## WHAT THE TASK ASKS
Can you lay out the records between the line holding "robe in it, returning each bounding box." and the line holding "[439,316,555,424]", inclusive, as a Markdown table with a Row column numbering each line and a Record line column giving the line itself, leaving out any blank lines?

## PROVIDED RECORDS
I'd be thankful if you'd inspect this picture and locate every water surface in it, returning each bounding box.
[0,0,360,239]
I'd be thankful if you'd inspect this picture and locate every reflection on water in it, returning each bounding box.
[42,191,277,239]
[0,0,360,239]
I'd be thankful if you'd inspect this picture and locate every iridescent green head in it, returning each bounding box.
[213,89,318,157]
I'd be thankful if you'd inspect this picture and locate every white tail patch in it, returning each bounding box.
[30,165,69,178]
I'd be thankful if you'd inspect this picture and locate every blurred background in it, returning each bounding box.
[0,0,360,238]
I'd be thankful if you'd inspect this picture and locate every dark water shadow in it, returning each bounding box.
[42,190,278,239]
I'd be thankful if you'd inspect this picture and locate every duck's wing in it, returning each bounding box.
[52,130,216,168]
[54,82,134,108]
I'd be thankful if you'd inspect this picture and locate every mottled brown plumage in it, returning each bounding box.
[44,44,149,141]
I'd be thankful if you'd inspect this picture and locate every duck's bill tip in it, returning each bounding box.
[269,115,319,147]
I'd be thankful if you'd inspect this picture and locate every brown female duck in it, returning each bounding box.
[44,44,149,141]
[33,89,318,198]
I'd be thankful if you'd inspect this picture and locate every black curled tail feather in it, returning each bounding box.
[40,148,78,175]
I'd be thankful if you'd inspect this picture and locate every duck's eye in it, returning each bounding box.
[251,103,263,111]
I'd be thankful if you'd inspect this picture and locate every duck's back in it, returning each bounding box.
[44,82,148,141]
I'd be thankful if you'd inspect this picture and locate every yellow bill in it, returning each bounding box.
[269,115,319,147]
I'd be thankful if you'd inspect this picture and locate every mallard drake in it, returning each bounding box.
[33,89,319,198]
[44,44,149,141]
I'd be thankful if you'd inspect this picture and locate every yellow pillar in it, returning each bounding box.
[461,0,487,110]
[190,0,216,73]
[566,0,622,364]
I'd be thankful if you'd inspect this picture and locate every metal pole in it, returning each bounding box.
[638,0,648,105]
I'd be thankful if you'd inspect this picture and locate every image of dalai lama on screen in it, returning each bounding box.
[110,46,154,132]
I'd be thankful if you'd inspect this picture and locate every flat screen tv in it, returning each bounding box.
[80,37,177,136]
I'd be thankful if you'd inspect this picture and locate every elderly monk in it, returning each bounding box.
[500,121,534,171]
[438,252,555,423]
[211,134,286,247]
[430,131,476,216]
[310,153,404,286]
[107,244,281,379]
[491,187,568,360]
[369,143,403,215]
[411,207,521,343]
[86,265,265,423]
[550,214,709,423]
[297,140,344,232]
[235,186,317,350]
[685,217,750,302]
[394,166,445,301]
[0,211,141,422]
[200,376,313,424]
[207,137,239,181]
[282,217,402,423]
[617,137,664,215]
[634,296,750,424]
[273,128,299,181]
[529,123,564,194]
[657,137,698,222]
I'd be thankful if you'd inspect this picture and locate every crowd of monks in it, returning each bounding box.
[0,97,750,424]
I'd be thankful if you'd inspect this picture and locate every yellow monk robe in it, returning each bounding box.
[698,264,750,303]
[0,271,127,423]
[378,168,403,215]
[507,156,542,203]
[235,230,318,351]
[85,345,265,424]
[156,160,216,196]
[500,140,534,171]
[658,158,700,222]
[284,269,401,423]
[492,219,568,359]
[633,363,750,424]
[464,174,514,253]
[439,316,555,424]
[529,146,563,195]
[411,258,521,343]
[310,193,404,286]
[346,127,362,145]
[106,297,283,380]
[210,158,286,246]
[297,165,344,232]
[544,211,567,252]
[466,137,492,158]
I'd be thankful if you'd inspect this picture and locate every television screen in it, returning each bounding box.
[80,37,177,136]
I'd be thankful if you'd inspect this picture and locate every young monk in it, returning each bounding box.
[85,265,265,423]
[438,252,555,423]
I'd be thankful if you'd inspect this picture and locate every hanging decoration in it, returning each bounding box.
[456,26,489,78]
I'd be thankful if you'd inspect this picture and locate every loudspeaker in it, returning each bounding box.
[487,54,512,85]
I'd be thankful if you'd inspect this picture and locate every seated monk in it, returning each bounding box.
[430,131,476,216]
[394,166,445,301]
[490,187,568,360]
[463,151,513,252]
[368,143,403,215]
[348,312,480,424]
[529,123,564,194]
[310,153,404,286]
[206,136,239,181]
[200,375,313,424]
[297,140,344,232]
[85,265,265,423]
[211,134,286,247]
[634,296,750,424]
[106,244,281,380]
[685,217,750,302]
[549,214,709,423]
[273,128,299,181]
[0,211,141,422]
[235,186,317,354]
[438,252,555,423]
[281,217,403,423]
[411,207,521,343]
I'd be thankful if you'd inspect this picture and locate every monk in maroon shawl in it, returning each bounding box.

## RIGHT ANSWER
| Row | Record line |
|---|---|
| 1 | I'd be thankful if you'd inspect this picture and locate every yellow monk robe in it, returning each bounding box. |
| 2 | [698,264,750,303] |
| 3 | [0,271,127,423] |
| 4 | [378,168,403,215] |
| 5 | [507,156,542,203] |
| 6 | [235,230,318,351] |
| 7 | [85,345,265,424] |
| 8 | [156,160,216,196] |
| 9 | [500,140,534,171] |
| 10 | [658,158,700,222] |
| 11 | [284,269,401,423] |
| 12 | [492,219,568,359] |
| 13 | [633,363,750,424] |
| 14 | [464,174,514,253] |
| 15 | [439,316,555,424] |